>> START PASSAGE SHOWN

Thoughts on education, innovation, and teaching to the test.

This article is certainly worth a read.
A venture capitalist take on education

At a fundamental level there is a problem with the system *as it is*. Though I’m less likely to jump in the trenches of those that bemoan the specific loss of music class or art class. There is a merit to the thrust of the point schools do not reward dynamic or adaptive thinking, many schools do not offer or incorporate expressive and artistic subjects as part of the curriculum. In many ways we have an educational system in name only, huge diploma mills certifying compliance and an ability of children to regurgitate facts in the correct sequences.

On a very natural level the idea of an education predicated on just giving the right answer misses the point. It isn’t merely about “giving” the right answer, it’s about fostering the development of habits and processes unique to different people to facilitate their ability to create and communicate those answers with others. It should immediately strike anyone who is a business owner, entrepreneur, innovator, or artist that how we go about educating does little to encourage the development of skills and idea frameworks we need in our fields to be successful. By and large we learn (and functionalize) knowledge by emulating the processes of others. It has often been pointed out that the evolutionary and neurological machinery of the human brain isn’t geared so much towards discovering new knowledge in so much it is geared towards communicating, language (symbolism) and towards collaboration. Our brains are geared towards incremental social accumulation of knowledge. In a sense the hard drive for storing human knowledge isn’t kept on just one person, it’s distributed throughout the social system with every productively engaged person operating as a storage of a couple bits of information and a relay for a knowledge signal through that society.

>> END PASSAGE SHOWN
>> START SOURCE EXCERPT

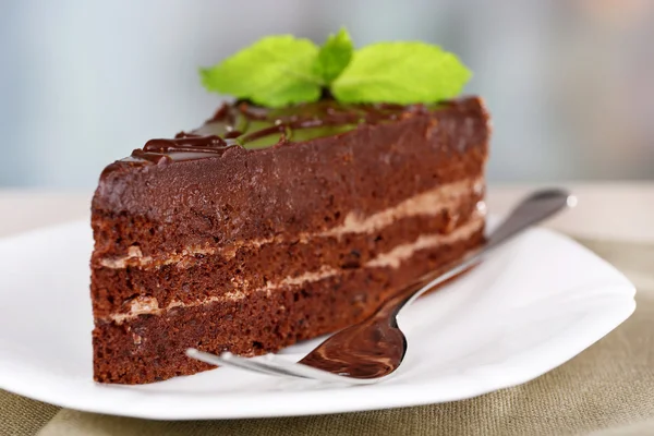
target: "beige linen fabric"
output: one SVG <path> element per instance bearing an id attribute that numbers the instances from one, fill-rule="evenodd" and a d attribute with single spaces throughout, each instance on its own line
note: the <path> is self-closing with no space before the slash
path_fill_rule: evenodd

>> END SOURCE EXCERPT

→ SHORT PROBLEM
According to the essay on education, what is the human brain's machinery geared toward, rather than discovering new knowledge?

→ OUTPUT OF THE EXERCISE
Communicating, language (symbolism), and collaboration.